_Source_
□ □ □ □

I'm back from sea for a couple weeks and was happy as hell to return to having a license again 

Before I left I switched over to a MAFLESS test file which for some reason just doesn't like my car AT ALL. It will run hard but does some crazy things (see my electrical gremlins thread for an idea). I'm guessing not having the MAF means it needs ALL of the other sensors to be 100% making me think that something isn't working properly. 

I have since switched back to the 3" MAF 550cc File I had from Gonzo (which I was extremely happy with to start). Now all of my problems are gone and she's running strong.

I was planning on ditching any further improvements to the engine on this project for some coils, and a full GLI clone look or BORA R look and some nicer wheels. Then moving my performance efforts over to a B5 platform with a BT setup from PPT and of course still tuned by Gonzo. Well, some unfortunate raises in taxes have hit me hard as well as some other unfortunate money sucking BS :banghead: 

Therefore the GTT project will continue to go forward as-is with the only thing non performance being coilovers.

□ □ □ □

[Data entries]
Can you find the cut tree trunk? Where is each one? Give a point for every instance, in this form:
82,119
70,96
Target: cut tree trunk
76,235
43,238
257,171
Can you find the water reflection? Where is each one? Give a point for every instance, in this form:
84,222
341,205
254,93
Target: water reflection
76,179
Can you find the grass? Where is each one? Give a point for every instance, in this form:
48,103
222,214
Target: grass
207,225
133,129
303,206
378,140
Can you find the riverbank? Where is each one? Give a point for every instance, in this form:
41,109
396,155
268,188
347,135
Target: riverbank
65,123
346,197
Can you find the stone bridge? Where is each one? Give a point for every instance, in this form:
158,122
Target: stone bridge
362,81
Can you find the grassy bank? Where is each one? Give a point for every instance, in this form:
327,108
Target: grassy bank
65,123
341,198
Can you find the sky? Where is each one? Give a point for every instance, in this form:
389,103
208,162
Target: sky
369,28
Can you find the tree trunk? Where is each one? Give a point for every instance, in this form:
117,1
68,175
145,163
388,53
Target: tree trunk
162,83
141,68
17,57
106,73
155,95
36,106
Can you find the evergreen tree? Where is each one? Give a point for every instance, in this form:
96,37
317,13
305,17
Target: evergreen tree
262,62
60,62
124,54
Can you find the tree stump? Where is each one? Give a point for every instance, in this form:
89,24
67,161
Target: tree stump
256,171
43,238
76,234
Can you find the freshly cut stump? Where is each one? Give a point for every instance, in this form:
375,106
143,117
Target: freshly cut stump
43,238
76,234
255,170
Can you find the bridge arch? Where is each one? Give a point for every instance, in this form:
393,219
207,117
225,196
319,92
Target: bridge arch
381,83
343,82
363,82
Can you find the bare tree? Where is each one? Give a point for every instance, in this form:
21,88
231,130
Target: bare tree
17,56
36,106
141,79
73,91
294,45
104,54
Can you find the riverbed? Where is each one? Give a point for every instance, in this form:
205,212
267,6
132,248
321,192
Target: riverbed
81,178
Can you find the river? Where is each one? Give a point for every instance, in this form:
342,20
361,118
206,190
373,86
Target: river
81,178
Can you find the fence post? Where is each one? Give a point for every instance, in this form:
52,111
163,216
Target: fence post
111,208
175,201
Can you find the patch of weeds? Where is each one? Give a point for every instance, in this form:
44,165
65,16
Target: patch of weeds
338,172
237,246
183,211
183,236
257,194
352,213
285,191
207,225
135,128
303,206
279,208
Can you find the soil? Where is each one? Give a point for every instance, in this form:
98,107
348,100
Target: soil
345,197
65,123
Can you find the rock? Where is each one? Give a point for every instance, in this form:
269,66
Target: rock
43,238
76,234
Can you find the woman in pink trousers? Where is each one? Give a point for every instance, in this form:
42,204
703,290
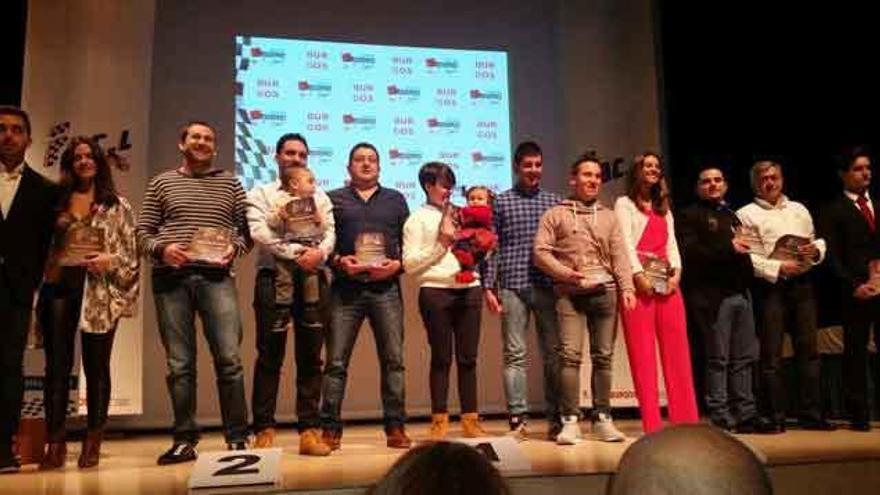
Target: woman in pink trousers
659,316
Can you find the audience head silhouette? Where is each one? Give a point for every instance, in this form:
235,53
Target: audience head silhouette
442,468
689,460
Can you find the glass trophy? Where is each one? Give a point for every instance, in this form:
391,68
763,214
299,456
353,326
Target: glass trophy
301,220
594,273
786,248
80,243
210,245
369,248
657,270
748,235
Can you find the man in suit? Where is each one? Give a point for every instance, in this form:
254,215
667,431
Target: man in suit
848,223
27,205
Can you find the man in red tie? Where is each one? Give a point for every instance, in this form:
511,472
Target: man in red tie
849,227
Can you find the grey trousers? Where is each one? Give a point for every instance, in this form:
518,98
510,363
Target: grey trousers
578,315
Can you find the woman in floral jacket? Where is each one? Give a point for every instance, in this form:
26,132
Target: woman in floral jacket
86,288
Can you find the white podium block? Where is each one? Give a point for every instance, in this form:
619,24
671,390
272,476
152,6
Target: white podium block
230,468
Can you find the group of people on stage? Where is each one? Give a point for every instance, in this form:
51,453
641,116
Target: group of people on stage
573,263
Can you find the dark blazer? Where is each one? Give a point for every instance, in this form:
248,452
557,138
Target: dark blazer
711,268
851,244
25,234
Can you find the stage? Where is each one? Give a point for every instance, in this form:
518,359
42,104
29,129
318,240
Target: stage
799,462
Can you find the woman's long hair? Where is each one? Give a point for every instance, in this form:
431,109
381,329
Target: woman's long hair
105,190
659,193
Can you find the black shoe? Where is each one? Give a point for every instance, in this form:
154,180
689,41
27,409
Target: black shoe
8,462
181,451
766,426
860,425
746,426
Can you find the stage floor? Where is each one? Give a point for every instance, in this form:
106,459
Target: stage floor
129,465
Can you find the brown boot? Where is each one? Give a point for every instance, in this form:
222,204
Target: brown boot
56,452
332,439
91,452
439,427
471,427
395,437
265,438
310,443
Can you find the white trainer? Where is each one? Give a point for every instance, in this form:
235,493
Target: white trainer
604,429
571,431
518,431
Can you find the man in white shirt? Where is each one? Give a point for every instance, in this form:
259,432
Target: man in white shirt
27,218
784,297
273,317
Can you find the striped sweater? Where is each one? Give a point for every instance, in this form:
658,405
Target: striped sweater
176,204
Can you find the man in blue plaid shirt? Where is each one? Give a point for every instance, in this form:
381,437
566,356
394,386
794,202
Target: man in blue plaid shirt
514,287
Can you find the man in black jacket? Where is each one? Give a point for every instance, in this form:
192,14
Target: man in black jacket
848,224
716,286
27,205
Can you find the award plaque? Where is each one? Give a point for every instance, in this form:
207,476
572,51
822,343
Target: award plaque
369,248
749,236
80,243
210,245
301,219
594,273
657,270
786,248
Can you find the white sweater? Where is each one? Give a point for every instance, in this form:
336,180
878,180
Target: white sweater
432,264
773,222
632,224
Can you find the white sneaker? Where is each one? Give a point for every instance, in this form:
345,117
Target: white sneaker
571,431
604,429
519,432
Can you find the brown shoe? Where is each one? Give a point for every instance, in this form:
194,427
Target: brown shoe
332,439
265,438
311,443
471,427
56,452
396,438
91,452
439,427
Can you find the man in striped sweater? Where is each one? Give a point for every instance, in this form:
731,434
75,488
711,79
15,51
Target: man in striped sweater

□ □ □ □

_To be done_
A – Answer these questions about the forum post, one per line:
(i) What kind of test file did the writer switch to before leaving?
(ii) Which file did the writer go back to, and who supplied it?
(iii) What is the only non-performance item the GTT project will still get?
B – Transcribe the part of the forum post that opens with the words containing "I'm back from" and closes with "she's running strong.".
The listing has no connection to the forum post.

_Solutions per task_
A –
(i) A MAFLESS test file.
(ii) The 3" MAF 550cc file, from Gonzo.
(iii) Coilovers.

B –
I'm back from sea for a couple weeks and was happy as hell to return to having a license again 

Before I left I switched over to a MAFLESS test file which for some reason just doesn't like my car AT ALL. It will run hard but does some crazy things (see my electrical gremlins thread for an idea). I'm guessing not having the MAF means it needs ALL of the other sensors to be 100% making me think that something isn't working properly. 

I have since switched back to the 3" MAF 550cc File I had from Gonzo (which I was extremely happy with to start). Now all of my problems are gone and she's running strong.